:: Stated exercise 1 ::
Rewrite every line of the rows that come after the Bill 124 article, and offset each x and y coordinate in their answers by 15.

:: Document section ::
□ □ □ □ □

Even Before Legislation Has Been Passed, Ford Bill 124 Disrupts Contract Faculty Negotiations

 

 

 

 

 

 

 

Though it was tabled only moments before Ontario’s Legislative Assembly adjourned for a lengthy five-month break – and though it will likely not be passed until well into November, 2019 – Bill 124 is already having an impact on our negotiating of a new Agreement for our Contract Faculty bargaining unit.

The Protecting a Sustainable Public Sector for Future Generations Act, 2019 was submitted late in the day on June 5, just a day after bargaining teams for WLUFA and the University Administration exchanged proposals and only days before the teams were scheduled to begin negotiations. Because the tabled legislation includes a strict 1% cap on overall compensation, as well as language that makes the legislation, once passed, retroactive to June 5, the WLUFA negotiating team has found itself in the frustrating position of needing to revise the proposals it has been working on for the past six months.

Original – and optimistic – plans to have a “focused bargaining” approach work as well for CF negotiations as it did for the last Full-time round of bargaining may be in jeopardy, thanks to the Bill. The focused approach to bargaining means that very few major issues are brought to the negotiating table in the hope that discussions remain pointed and productive. This means that the major concerns of the CF bargaining unit — job security, improved compensation, and access to improved benefits — occupied the lion’s share of WLUFA’s bargaining proposal.

□ □ □ □ □

:: Material ::
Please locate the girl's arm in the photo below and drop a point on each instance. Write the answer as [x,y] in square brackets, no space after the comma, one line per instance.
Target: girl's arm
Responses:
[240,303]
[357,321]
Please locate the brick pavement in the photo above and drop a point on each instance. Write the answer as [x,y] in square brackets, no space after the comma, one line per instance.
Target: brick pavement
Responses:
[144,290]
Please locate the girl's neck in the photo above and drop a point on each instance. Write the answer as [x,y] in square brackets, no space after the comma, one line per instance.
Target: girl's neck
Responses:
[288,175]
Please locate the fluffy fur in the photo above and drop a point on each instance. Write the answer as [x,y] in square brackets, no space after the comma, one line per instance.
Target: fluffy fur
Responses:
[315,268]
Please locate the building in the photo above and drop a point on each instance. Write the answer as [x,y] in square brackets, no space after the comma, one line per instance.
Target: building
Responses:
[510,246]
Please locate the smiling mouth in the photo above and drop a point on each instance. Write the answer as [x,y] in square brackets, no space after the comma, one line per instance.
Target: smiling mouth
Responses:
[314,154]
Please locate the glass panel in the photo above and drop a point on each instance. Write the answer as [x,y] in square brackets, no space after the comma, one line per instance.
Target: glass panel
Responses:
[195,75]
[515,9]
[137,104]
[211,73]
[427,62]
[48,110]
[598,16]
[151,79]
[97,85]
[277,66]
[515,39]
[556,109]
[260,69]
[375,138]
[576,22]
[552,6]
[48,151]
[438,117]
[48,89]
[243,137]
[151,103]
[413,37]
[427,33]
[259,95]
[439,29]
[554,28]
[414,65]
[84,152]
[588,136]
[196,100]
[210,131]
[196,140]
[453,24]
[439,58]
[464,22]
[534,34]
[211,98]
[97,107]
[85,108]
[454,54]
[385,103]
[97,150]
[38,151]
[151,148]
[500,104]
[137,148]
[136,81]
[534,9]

□ □ □ □ □

:: Stated exercise 2 ::
Answer these questions from the Bill 124 article:
(a) On what date was the legislation submitted?
(b) What cap on overall compensation does the tabled legislation include?
(c) For how long had the WLUFA negotiating team been working on its proposals?

:: Written reply 1 ::
Please locate the girl's arm in the photo below and drop a point on each instance. Write the answer as [x,y] in square brackets, no space after the comma, one line per instance.
Target: girl's arm
Responses:
[255,318]
[372,336]
Please locate the brick pavement in the photo above and drop a point on each instance. Write the answer as [x,y] in square brackets, no space after the comma, one line per instance.
Target: brick pavement
Responses:
[159,305]
Please locate the girl's neck in the photo above and drop a point on each instance. Write the answer as [x,y] in square brackets, no space after the comma, one line per instance.
Target: girl's neck
Responses:
[303,190]
Please locate the fluffy fur in the photo above and drop a point on each instance. Write the answer as [x,y] in square brackets, no space after the comma, one line per instance.
Target: fluffy fur
Responses:
[330,283]
Please locate the building in the photo above and drop a point on each instance. Write the answer as [x,y] in square brackets, no space after the comma, one line per instance.
Target: building
Responses:
[525,261]
Please locate the smiling mouth in the photo above and drop a point on each instance. Write the answer as [x,y] in square brackets, no space after the comma, one line per instance.
Target: smiling mouth
Responses:
[329,169]
Please locate the glass panel in the photo above and drop a point on each instance. Write the answer as [x,y] in square brackets, no space after the comma, one line per instance.
Target: glass panel
Responses:
[210,90]
[530,24]
[152,119]
[226,88]
[442,77]
[63,125]
[613,31]
[166,94]
[112,100]
[292,81]
[530,54]
[571,124]
[275,84]
[390,153]
[591,37]
[567,21]
[63,166]
[453,132]
[63,104]
[258,152]
[166,118]
[428,52]
[442,48]
[274,110]
[454,44]
[569,43]
[429,80]
[99,167]
[603,151]
[211,115]
[225,146]
[211,155]
[468,39]
[454,73]
[479,37]
[549,49]
[226,113]
[112,122]
[100,123]
[469,69]
[400,118]
[112,165]
[53,166]
[166,163]
[515,119]
[152,163]
[151,96]
[549,24]

:: Written reply 2 ::
(a) June 5
(b) A strict 1% cap
(c) The past six months